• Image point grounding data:
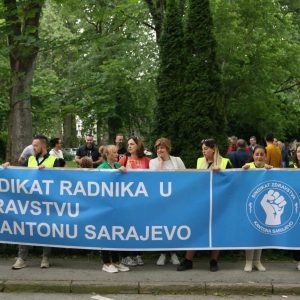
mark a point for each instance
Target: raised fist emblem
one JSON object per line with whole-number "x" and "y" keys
{"x": 273, "y": 204}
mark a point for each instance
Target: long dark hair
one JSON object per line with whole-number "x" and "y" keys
{"x": 140, "y": 147}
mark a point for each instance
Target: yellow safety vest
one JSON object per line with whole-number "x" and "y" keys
{"x": 224, "y": 162}
{"x": 48, "y": 162}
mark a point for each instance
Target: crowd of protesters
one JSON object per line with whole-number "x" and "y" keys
{"x": 133, "y": 156}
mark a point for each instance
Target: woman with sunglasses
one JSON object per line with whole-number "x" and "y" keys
{"x": 164, "y": 161}
{"x": 135, "y": 158}
{"x": 258, "y": 161}
{"x": 211, "y": 160}
{"x": 111, "y": 263}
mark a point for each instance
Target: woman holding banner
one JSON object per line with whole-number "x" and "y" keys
{"x": 296, "y": 165}
{"x": 259, "y": 158}
{"x": 164, "y": 161}
{"x": 111, "y": 263}
{"x": 134, "y": 158}
{"x": 211, "y": 160}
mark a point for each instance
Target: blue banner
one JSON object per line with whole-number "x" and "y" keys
{"x": 150, "y": 210}
{"x": 99, "y": 209}
{"x": 256, "y": 209}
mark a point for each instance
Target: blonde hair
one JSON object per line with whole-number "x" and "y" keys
{"x": 217, "y": 159}
{"x": 86, "y": 162}
{"x": 106, "y": 150}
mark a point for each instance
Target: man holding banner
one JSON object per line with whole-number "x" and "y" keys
{"x": 41, "y": 159}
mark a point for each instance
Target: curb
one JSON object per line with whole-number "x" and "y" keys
{"x": 37, "y": 286}
{"x": 156, "y": 288}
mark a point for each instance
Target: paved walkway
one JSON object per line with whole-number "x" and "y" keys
{"x": 82, "y": 275}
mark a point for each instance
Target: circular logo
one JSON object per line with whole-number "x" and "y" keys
{"x": 273, "y": 207}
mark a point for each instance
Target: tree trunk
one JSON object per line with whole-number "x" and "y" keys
{"x": 22, "y": 23}
{"x": 156, "y": 9}
{"x": 69, "y": 128}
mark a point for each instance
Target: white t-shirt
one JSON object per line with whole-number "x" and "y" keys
{"x": 171, "y": 164}
{"x": 57, "y": 154}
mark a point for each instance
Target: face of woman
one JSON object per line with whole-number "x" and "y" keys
{"x": 298, "y": 153}
{"x": 132, "y": 147}
{"x": 113, "y": 155}
{"x": 162, "y": 152}
{"x": 259, "y": 157}
{"x": 208, "y": 152}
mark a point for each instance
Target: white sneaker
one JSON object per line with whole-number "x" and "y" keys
{"x": 174, "y": 259}
{"x": 121, "y": 267}
{"x": 258, "y": 266}
{"x": 139, "y": 260}
{"x": 45, "y": 262}
{"x": 110, "y": 268}
{"x": 128, "y": 261}
{"x": 161, "y": 260}
{"x": 19, "y": 264}
{"x": 248, "y": 266}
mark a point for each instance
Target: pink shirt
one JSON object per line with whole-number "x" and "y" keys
{"x": 135, "y": 162}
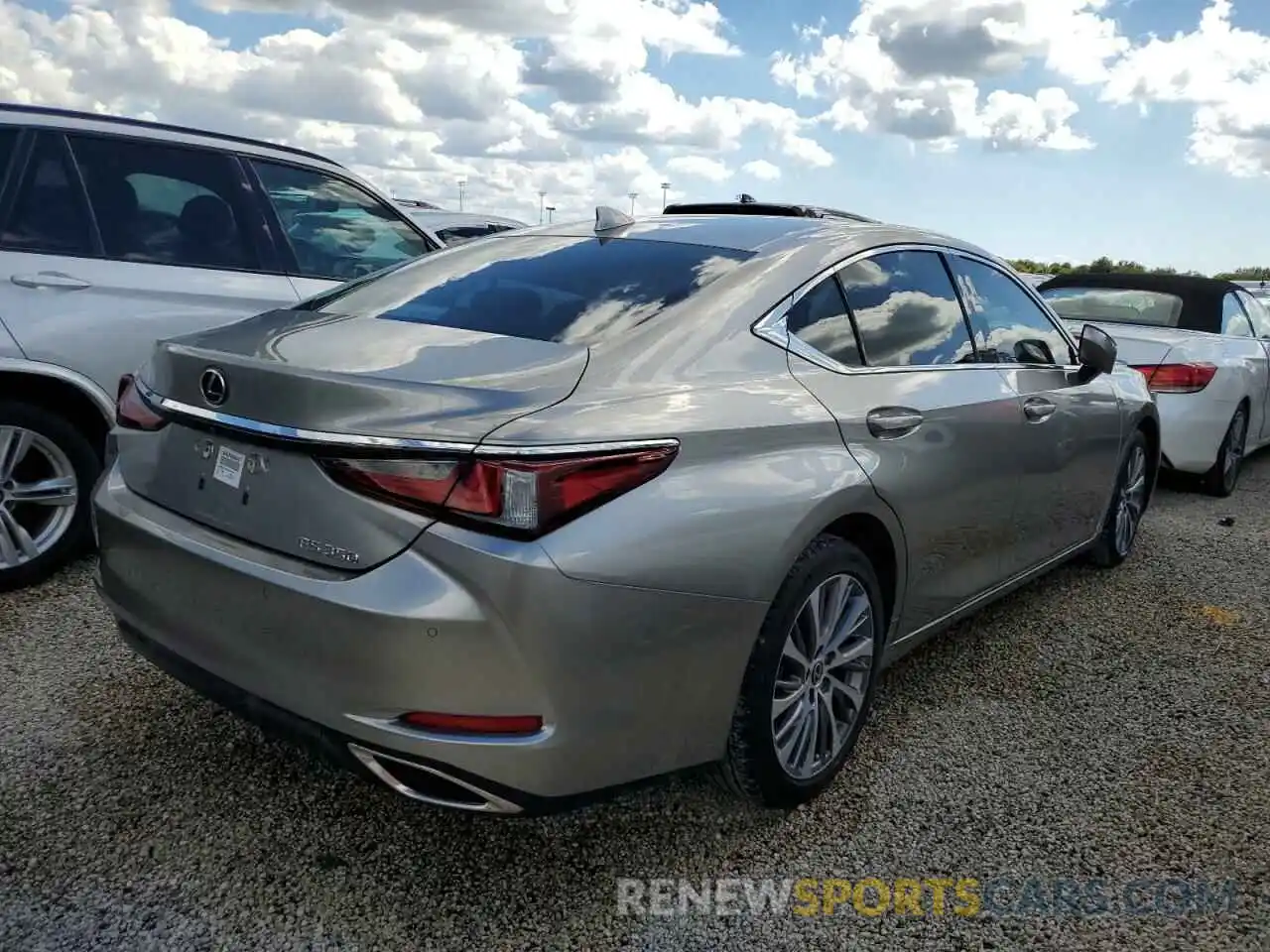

• ACTION ITEM: Each record above must be retyped exactly, minus its pictures.

• SOLUTION TO THIS PROBLEM:
mark a point for each instance
Target: raised fist emblem
one JSON object per line with whole-number "x" and "y" keys
{"x": 273, "y": 204}
mark a point for each instance
Target: long dark hair
one JSON object per line with whole-number "x" and "y" keys
{"x": 140, "y": 147}
mark a point for each instance
Target: yellow safety vest
one JSON object per line with whole-number "x" and "y" keys
{"x": 224, "y": 162}
{"x": 48, "y": 162}
mark a point for each instance
Target: crowd of protesters
one JSON object per line with whole-number "x" and "y" keys
{"x": 133, "y": 156}
mark a point for each instance
Target: woman with sunglasses
one JSON object per line with whole-number "x" and "y" keys
{"x": 164, "y": 161}
{"x": 135, "y": 158}
{"x": 258, "y": 161}
{"x": 211, "y": 160}
{"x": 111, "y": 263}
mark a point for each instance
Target: woman holding banner
one JSON object per line with whole-number "x" and "y" keys
{"x": 296, "y": 165}
{"x": 259, "y": 158}
{"x": 164, "y": 161}
{"x": 111, "y": 263}
{"x": 134, "y": 158}
{"x": 211, "y": 160}
mark a point for each instance
Target: blue banner
one JSON object per line with whole-number "x" and "y" keys
{"x": 150, "y": 210}
{"x": 99, "y": 209}
{"x": 256, "y": 209}
mark a point for each instance
Target: blonde hair
one JSON object per line with whole-number "x" and "y" keys
{"x": 217, "y": 159}
{"x": 86, "y": 162}
{"x": 106, "y": 150}
mark a point for each instance
Target: man holding banner
one JSON object per line with whole-number "x" and "y" keys
{"x": 41, "y": 159}
mark a point for each instance
Target: curb
one JSON object per line with whole-number "x" and "y" keys
{"x": 37, "y": 286}
{"x": 156, "y": 288}
mark a point for each instance
Target: paved walkway
one JSON object per line with whole-number "x" and "y" keys
{"x": 82, "y": 275}
mark a point for each instance
Target: circular logo
one JSON object per line with whole-number "x" and "y" keys
{"x": 273, "y": 207}
mark a point for each instance
Target: tree trunk
one JSON object per line with whole-number "x" and "y" keys
{"x": 22, "y": 23}
{"x": 156, "y": 9}
{"x": 69, "y": 128}
mark a point for each instance
Target: white t-shirt
one JSON object per line with whole-number "x" and "y" keys
{"x": 171, "y": 164}
{"x": 57, "y": 154}
mark a point for each instance
Target: face of woman
one JSON object per line with whole-number "x" and "y" keys
{"x": 298, "y": 153}
{"x": 132, "y": 147}
{"x": 113, "y": 155}
{"x": 162, "y": 152}
{"x": 259, "y": 157}
{"x": 208, "y": 152}
mark a point for each instance
Target: white sneaker
one JSON object per line with whole-number "x" and "y" keys
{"x": 174, "y": 259}
{"x": 121, "y": 267}
{"x": 258, "y": 266}
{"x": 139, "y": 260}
{"x": 45, "y": 262}
{"x": 110, "y": 268}
{"x": 128, "y": 261}
{"x": 161, "y": 260}
{"x": 19, "y": 264}
{"x": 248, "y": 266}
mark a point for each instance
Target: pink shirt
one JSON object per line with whole-number "x" and "y" keys
{"x": 135, "y": 162}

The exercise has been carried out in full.